• [Provided information]
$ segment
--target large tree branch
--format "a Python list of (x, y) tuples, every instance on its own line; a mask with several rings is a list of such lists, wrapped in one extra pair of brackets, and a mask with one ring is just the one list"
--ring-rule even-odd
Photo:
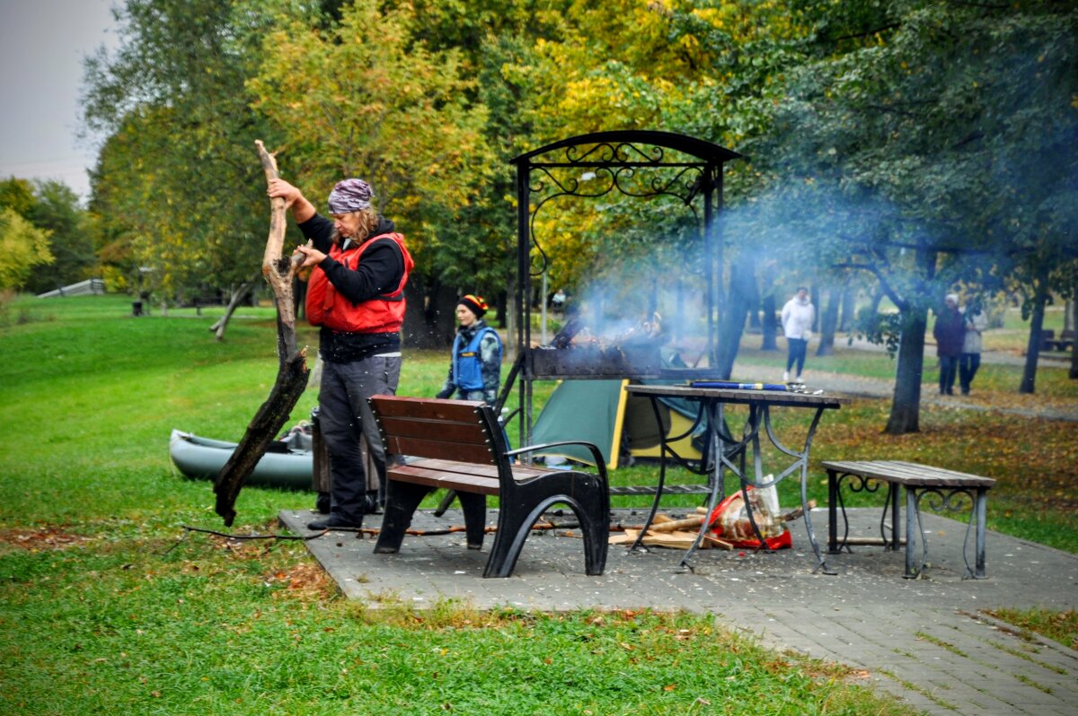
[[(261, 140), (254, 144), (262, 159), (266, 181), (277, 178), (277, 162), (266, 152)], [(229, 462), (224, 464), (213, 482), (217, 494), (216, 511), (226, 527), (232, 527), (236, 518), (236, 497), (244, 481), (254, 472), (266, 447), (274, 439), (295, 407), (296, 401), (307, 387), (307, 349), (296, 349), (295, 309), (292, 303), (292, 278), (298, 261), (281, 256), (285, 245), (285, 200), (275, 197), (270, 200), (270, 238), (262, 259), (262, 273), (273, 287), (277, 305), (277, 359), (279, 368), (277, 381), (270, 397), (254, 415), (243, 439), (236, 446)]]

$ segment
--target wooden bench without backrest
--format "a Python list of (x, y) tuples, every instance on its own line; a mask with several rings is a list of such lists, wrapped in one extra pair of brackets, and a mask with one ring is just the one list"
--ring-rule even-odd
[[(486, 497), (498, 497), (498, 528), (484, 577), (512, 573), (531, 527), (554, 504), (568, 505), (580, 522), (586, 573), (603, 574), (610, 494), (606, 466), (594, 445), (509, 450), (494, 410), (482, 402), (375, 395), (370, 404), (386, 454), (392, 457), (386, 465), (386, 508), (375, 552), (399, 551), (419, 503), (432, 490), (446, 488), (460, 500), (469, 549), (483, 546)], [(517, 454), (554, 445), (588, 447), (598, 475), (513, 464)]]
[[(838, 522), (835, 520), (837, 507), (842, 508), (842, 521), (848, 532), (846, 521), (846, 508), (842, 503), (842, 482), (845, 478), (851, 478), (848, 486), (853, 492), (874, 492), (874, 482), (887, 483), (887, 500), (884, 506), (884, 515), (881, 518), (880, 532), (883, 536), (884, 546), (888, 549), (898, 549), (901, 535), (899, 534), (899, 503), (898, 488), (906, 488), (906, 576), (916, 577), (928, 563), (928, 540), (921, 529), (921, 500), (926, 495), (932, 495), (928, 500), (929, 507), (939, 511), (946, 509), (955, 511), (962, 508), (965, 503), (954, 500), (957, 495), (964, 495), (969, 500), (969, 522), (966, 529), (966, 540), (963, 543), (962, 554), (966, 560), (967, 576), (975, 579), (983, 579), (984, 573), (984, 521), (987, 517), (989, 490), (996, 481), (991, 477), (980, 477), (967, 473), (956, 473), (942, 467), (931, 467), (929, 465), (918, 465), (917, 463), (899, 460), (874, 460), (863, 462), (846, 461), (825, 461), (824, 468), (827, 471), (827, 492), (828, 492), (828, 551), (835, 553), (845, 546), (846, 537), (842, 540), (838, 536)], [(892, 538), (888, 540), (884, 532), (884, 520), (887, 511), (890, 510)], [(977, 568), (970, 570), (969, 560), (966, 559), (966, 547), (969, 542), (969, 530), (976, 522), (977, 529)], [(921, 563), (914, 559), (917, 536), (922, 543)], [(847, 547), (848, 549), (848, 547)]]

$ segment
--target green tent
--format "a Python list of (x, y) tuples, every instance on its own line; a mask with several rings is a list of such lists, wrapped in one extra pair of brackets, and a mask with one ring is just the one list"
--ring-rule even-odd
[[(651, 401), (630, 397), (624, 390), (627, 384), (628, 380), (563, 380), (536, 420), (531, 444), (594, 443), (606, 460), (607, 469), (632, 464), (636, 459), (660, 458), (659, 425)], [(661, 401), (659, 412), (663, 432), (667, 437), (687, 433), (696, 420), (696, 405), (691, 402)], [(682, 459), (699, 461), (701, 454), (694, 437), (677, 440), (671, 447)], [(589, 465), (595, 462), (591, 452), (576, 446), (536, 454), (559, 455)]]

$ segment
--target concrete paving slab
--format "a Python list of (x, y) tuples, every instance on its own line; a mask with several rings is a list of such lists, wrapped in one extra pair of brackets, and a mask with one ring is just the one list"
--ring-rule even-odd
[[(640, 510), (614, 513), (613, 523), (642, 521)], [(280, 513), (296, 534), (309, 534), (304, 525), (314, 518), (306, 510)], [(879, 518), (877, 509), (849, 510), (851, 534), (879, 534)], [(496, 523), (495, 510), (488, 519)], [(826, 535), (827, 511), (814, 510), (812, 520)], [(458, 510), (441, 518), (420, 510), (412, 527), (462, 523)], [(482, 609), (686, 609), (714, 614), (772, 648), (868, 670), (867, 683), (928, 714), (1078, 714), (1078, 651), (1025, 638), (980, 614), (1078, 608), (1078, 557), (989, 532), (989, 578), (966, 579), (965, 524), (926, 514), (923, 525), (930, 566), (921, 579), (903, 578), (903, 551), (881, 546), (827, 556), (837, 575), (815, 571), (802, 522), (792, 525), (793, 549), (705, 550), (691, 570), (679, 566), (679, 550), (612, 546), (598, 577), (584, 574), (583, 548), (571, 530), (534, 533), (506, 579), (482, 577), (489, 536), (482, 551), (467, 549), (462, 533), (410, 535), (398, 554), (375, 554), (370, 536), (346, 532), (305, 544), (345, 596), (371, 608), (455, 602)]]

• [Short problem]
Reproduce the entries verbatim from their first line through the line containing "439), (236, 446)]]", inclusive of both ends, and omit the pictures from your output.

• [Expected output]
$ segment
--target large tree branch
--format "a Python list of (x, y) tuples, every instance on its own line; a mask with several rings is a list of such lists, wrapped in one extra pair of brackets, and a mask with one ring is just the one list"
--ring-rule even-odd
Photo:
[[(261, 140), (254, 144), (262, 159), (266, 181), (277, 178), (277, 162), (266, 152)], [(229, 462), (224, 464), (213, 482), (217, 494), (216, 511), (226, 527), (232, 527), (236, 518), (236, 497), (244, 481), (254, 472), (266, 447), (274, 439), (295, 407), (296, 401), (307, 387), (307, 349), (296, 349), (295, 309), (292, 303), (292, 278), (298, 261), (281, 256), (285, 245), (285, 200), (275, 197), (270, 200), (270, 238), (262, 259), (262, 273), (273, 287), (277, 305), (277, 359), (279, 368), (277, 381), (270, 397), (254, 415), (243, 439), (236, 446)]]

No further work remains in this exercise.